Supplied entries
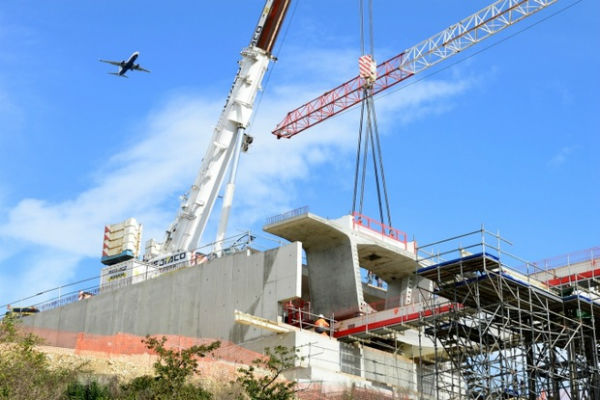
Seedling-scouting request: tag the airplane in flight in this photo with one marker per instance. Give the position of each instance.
(125, 66)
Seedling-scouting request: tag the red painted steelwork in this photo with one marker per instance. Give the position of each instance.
(574, 277)
(379, 227)
(341, 98)
(396, 320)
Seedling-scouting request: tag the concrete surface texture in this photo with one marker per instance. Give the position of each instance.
(195, 302)
(337, 249)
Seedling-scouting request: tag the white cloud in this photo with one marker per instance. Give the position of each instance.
(165, 157)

What is needed
Convert every line of the entries above into a Markdown table with the columns Row and Line. Number the rows in order, skip blank lines, and omit the pictures.

Solution below
| Row | Line |
|---|---|
| 1 | Seedling-scouting request: tag the airplane in flight in this photo with one marker per instance. Give the position of each instance. |
| 2 | (125, 66) |
| 3 | Seedling-scouting request: tag the red painted steelwork in this photo with one marker per instance. Give the position of each instance. |
| 4 | (574, 277) |
| 5 | (379, 227) |
| 6 | (341, 98) |
| 7 | (396, 320) |
| 8 | Seedling-scouting request: tag the concrete surface texture in this photo with one marker per instance. Give the position of each instance. |
| 9 | (195, 302) |
| 10 | (337, 249) |
| 11 | Seedling-scouting request: tag the white cloud in this photo with one marker per instance. Give the position of each instance. |
| 12 | (165, 157) |